_WORK ORDER_.
Once the line containing "Could you kindly locate the lawn" is found in the records below, return it and each following line exactly, up to and including the line containing "Could you kindly locate the shrub", and nothing else.

_TASK MATERIAL_.
/---

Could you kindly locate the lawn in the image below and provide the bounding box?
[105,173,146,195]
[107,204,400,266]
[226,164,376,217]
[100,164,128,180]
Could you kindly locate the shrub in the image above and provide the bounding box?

\---
/---

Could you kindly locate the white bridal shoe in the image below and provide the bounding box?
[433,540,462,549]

\---
/---

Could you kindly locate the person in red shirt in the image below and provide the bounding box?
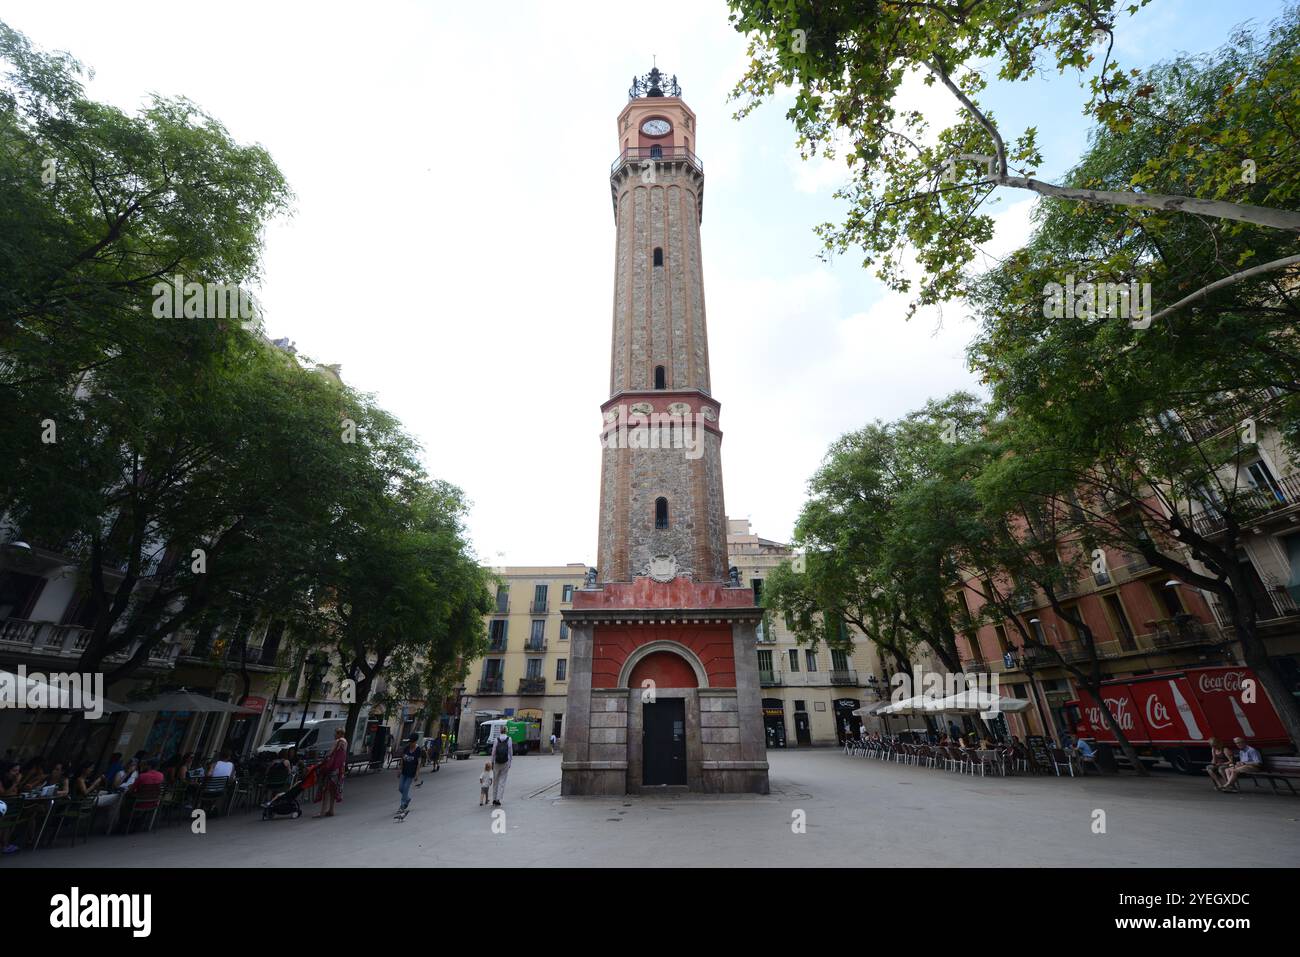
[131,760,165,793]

\---

_RESPONSE_.
Could you kindly locate the lawn in the image below and provide the bounding box?
[105,173,146,195]
[107,204,400,266]
[226,164,376,217]
[100,164,128,180]
Could you kindly locate the shrub in the image above and provide the bounding box?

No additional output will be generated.